» Work instructions: Return, without any change, the lines of the items below, starting with the line that contains "Set-play tagging: locate each instance of the hand" and going on through the final line of the items.

--- Data for the task ---

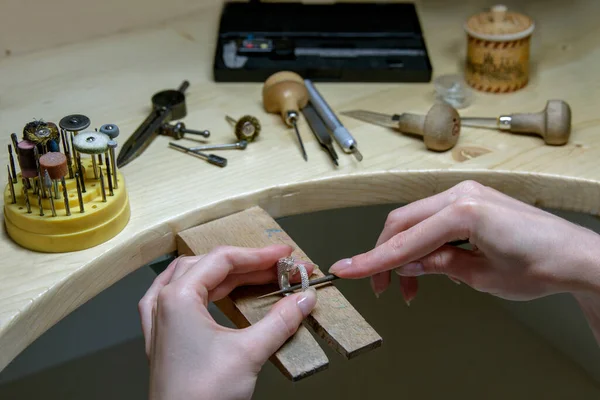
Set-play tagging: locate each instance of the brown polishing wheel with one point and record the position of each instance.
(55, 163)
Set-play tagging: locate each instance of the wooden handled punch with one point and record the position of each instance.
(284, 92)
(439, 128)
(553, 123)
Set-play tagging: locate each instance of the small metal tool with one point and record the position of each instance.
(27, 202)
(314, 282)
(79, 195)
(320, 130)
(167, 105)
(65, 196)
(246, 128)
(340, 133)
(48, 186)
(439, 128)
(284, 92)
(241, 145)
(11, 186)
(553, 123)
(178, 130)
(102, 186)
(12, 164)
(211, 158)
(109, 176)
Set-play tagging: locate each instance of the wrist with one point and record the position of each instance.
(583, 278)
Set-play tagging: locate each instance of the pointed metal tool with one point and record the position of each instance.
(439, 128)
(322, 133)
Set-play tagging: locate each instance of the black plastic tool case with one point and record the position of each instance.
(349, 42)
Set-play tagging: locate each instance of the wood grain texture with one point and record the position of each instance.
(111, 80)
(334, 318)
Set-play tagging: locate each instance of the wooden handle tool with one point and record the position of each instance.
(439, 128)
(284, 92)
(553, 123)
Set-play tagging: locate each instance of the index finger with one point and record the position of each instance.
(215, 266)
(452, 223)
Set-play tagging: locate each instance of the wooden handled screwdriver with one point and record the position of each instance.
(440, 127)
(284, 92)
(553, 123)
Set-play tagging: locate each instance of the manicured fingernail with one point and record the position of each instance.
(307, 301)
(340, 265)
(410, 269)
(374, 288)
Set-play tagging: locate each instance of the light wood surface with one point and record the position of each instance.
(111, 79)
(334, 319)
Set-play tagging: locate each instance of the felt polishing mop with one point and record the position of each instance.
(65, 200)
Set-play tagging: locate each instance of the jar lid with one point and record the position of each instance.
(499, 24)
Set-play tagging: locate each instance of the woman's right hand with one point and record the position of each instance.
(519, 251)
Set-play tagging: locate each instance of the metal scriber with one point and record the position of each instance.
(320, 130)
(340, 133)
(167, 105)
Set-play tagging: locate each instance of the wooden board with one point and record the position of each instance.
(334, 318)
(171, 191)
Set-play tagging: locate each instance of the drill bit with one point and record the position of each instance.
(65, 196)
(48, 186)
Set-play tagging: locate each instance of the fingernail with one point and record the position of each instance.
(340, 265)
(377, 292)
(307, 301)
(410, 269)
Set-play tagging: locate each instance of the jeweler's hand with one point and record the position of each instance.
(520, 252)
(193, 357)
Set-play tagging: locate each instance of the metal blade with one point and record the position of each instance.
(390, 121)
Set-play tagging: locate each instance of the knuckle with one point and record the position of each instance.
(396, 243)
(471, 187)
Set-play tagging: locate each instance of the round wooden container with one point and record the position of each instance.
(498, 50)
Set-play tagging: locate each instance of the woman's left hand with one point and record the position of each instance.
(193, 357)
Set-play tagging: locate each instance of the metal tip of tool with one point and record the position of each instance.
(295, 125)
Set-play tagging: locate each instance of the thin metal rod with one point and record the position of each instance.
(294, 123)
(81, 173)
(109, 177)
(491, 123)
(12, 187)
(113, 165)
(325, 279)
(40, 203)
(95, 166)
(79, 195)
(65, 196)
(27, 203)
(36, 154)
(102, 186)
(12, 164)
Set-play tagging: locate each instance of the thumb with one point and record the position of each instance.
(280, 323)
(448, 260)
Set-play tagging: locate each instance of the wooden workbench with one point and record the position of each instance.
(109, 72)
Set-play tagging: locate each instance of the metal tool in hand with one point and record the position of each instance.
(320, 130)
(340, 133)
(210, 158)
(167, 105)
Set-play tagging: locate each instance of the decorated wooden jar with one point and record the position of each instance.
(498, 50)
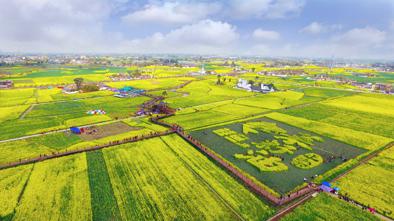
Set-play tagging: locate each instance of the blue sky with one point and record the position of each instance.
(296, 28)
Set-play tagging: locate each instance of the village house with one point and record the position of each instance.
(263, 88)
(6, 84)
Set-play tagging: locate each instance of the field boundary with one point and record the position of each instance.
(205, 182)
(260, 191)
(93, 148)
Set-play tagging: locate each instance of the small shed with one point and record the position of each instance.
(75, 130)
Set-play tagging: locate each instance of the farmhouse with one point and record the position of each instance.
(6, 84)
(263, 88)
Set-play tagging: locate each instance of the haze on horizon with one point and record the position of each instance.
(296, 28)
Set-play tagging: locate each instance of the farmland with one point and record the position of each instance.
(273, 159)
(139, 195)
(68, 198)
(306, 132)
(325, 207)
(371, 183)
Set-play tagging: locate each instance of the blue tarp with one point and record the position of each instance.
(325, 188)
(75, 130)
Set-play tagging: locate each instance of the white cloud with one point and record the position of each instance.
(271, 9)
(361, 37)
(264, 35)
(171, 13)
(204, 37)
(54, 25)
(318, 28)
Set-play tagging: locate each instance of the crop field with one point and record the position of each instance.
(57, 190)
(377, 124)
(276, 154)
(307, 130)
(204, 92)
(325, 93)
(15, 97)
(59, 115)
(371, 183)
(104, 205)
(151, 84)
(12, 182)
(33, 147)
(377, 104)
(325, 207)
(144, 181)
(211, 114)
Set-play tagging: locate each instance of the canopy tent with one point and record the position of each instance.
(75, 130)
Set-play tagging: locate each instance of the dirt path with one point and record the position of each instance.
(359, 205)
(237, 215)
(26, 111)
(58, 154)
(290, 208)
(66, 129)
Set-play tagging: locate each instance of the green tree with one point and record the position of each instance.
(218, 81)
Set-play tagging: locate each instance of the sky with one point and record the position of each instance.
(271, 28)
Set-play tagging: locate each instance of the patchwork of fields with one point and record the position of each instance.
(252, 144)
(282, 140)
(129, 181)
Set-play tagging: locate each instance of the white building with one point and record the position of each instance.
(243, 84)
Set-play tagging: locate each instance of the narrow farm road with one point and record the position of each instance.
(67, 129)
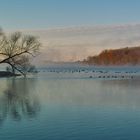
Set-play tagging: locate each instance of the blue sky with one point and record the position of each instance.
(40, 14)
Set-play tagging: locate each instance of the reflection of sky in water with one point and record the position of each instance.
(44, 108)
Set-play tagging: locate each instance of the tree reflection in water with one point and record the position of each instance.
(18, 100)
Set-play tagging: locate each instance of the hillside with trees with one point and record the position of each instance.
(122, 56)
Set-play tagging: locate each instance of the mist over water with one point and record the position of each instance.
(77, 43)
(56, 106)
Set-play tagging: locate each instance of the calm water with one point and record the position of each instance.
(55, 108)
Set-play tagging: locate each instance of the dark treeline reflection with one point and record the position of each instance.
(18, 100)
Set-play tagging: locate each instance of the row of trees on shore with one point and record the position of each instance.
(16, 50)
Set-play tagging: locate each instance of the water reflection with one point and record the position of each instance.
(18, 100)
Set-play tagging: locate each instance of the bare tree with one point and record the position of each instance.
(16, 49)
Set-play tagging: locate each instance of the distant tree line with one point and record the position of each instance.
(123, 56)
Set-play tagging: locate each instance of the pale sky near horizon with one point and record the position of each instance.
(79, 28)
(42, 14)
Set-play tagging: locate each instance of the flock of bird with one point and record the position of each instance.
(102, 74)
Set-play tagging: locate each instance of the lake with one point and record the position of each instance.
(56, 105)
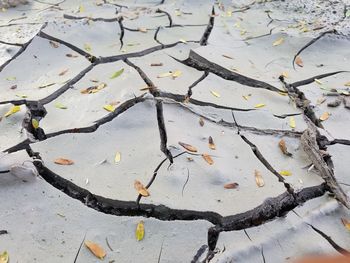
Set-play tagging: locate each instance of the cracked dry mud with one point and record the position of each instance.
(229, 65)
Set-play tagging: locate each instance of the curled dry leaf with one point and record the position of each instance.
(324, 116)
(63, 161)
(207, 158)
(98, 251)
(188, 147)
(283, 147)
(211, 143)
(231, 186)
(258, 179)
(346, 223)
(299, 61)
(141, 189)
(140, 231)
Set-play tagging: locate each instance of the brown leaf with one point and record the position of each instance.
(188, 147)
(283, 147)
(141, 189)
(299, 61)
(95, 249)
(207, 158)
(231, 186)
(258, 179)
(211, 143)
(63, 161)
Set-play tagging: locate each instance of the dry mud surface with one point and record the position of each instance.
(114, 86)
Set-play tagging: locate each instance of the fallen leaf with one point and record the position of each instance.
(59, 105)
(54, 44)
(258, 179)
(63, 72)
(63, 161)
(117, 74)
(324, 116)
(95, 249)
(207, 158)
(201, 121)
(211, 143)
(141, 189)
(188, 147)
(285, 173)
(260, 105)
(140, 231)
(346, 223)
(13, 110)
(109, 107)
(292, 122)
(87, 47)
(278, 42)
(231, 186)
(283, 147)
(4, 257)
(299, 61)
(117, 157)
(215, 94)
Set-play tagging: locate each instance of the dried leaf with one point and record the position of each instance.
(211, 143)
(215, 94)
(13, 110)
(292, 122)
(4, 257)
(324, 116)
(117, 73)
(63, 161)
(285, 173)
(140, 231)
(117, 157)
(141, 189)
(87, 47)
(299, 61)
(231, 186)
(63, 72)
(207, 158)
(346, 223)
(98, 251)
(201, 122)
(59, 105)
(283, 147)
(258, 179)
(188, 147)
(260, 105)
(278, 42)
(54, 44)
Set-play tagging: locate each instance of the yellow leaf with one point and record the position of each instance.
(98, 251)
(13, 110)
(258, 179)
(346, 223)
(117, 73)
(188, 147)
(140, 231)
(211, 143)
(260, 105)
(278, 42)
(292, 122)
(35, 123)
(117, 157)
(285, 173)
(215, 94)
(109, 107)
(324, 116)
(4, 257)
(207, 158)
(141, 189)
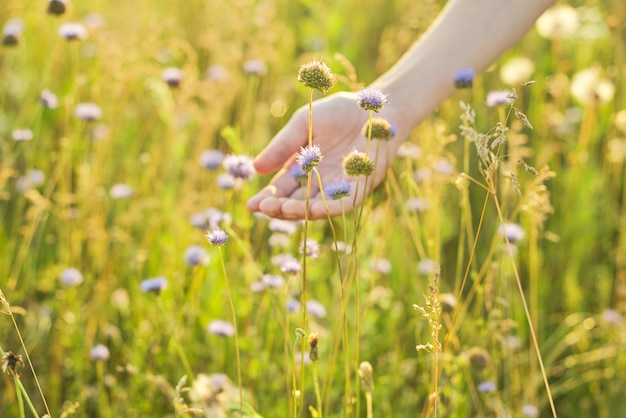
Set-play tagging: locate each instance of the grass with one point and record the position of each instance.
(569, 267)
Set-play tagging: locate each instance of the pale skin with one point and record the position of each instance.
(467, 34)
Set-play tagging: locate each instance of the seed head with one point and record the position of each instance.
(381, 129)
(371, 99)
(357, 163)
(316, 75)
(309, 157)
(464, 78)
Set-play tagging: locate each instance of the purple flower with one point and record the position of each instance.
(211, 159)
(217, 237)
(71, 277)
(100, 352)
(221, 328)
(464, 78)
(195, 255)
(239, 166)
(498, 97)
(337, 189)
(371, 99)
(154, 285)
(309, 157)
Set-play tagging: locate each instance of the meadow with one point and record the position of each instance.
(476, 281)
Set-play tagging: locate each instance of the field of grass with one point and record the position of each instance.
(506, 271)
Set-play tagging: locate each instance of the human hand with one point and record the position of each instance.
(337, 128)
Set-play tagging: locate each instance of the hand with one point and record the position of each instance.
(337, 128)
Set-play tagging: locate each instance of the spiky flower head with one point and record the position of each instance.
(337, 189)
(316, 75)
(358, 163)
(464, 78)
(366, 373)
(371, 99)
(381, 129)
(217, 237)
(309, 157)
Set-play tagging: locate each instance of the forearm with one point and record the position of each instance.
(467, 34)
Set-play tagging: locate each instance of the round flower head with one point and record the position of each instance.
(381, 129)
(337, 189)
(464, 78)
(239, 166)
(72, 31)
(371, 99)
(57, 7)
(217, 237)
(357, 163)
(154, 285)
(316, 75)
(309, 157)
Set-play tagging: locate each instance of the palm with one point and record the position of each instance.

---

» Result below:
Set-play tagging: locate each instance of the hand with one point and record the position of each instance.
(337, 128)
Set-play tagging: locate each instance of the spiky flower head with one point and record the position of each instance.
(337, 189)
(316, 75)
(358, 163)
(464, 78)
(366, 373)
(371, 99)
(381, 129)
(217, 237)
(309, 157)
Set-play tagging: locate each instance of the forearm with one point and record the position of each instance.
(467, 34)
Set-play tagging: locate each instance of the round flower head with one point and record the position of each instance.
(381, 129)
(337, 189)
(464, 78)
(239, 166)
(72, 31)
(371, 99)
(57, 7)
(217, 237)
(357, 163)
(154, 285)
(316, 75)
(309, 157)
Set-play tagging: locate each instance of the palm with one point and record the position of each instance.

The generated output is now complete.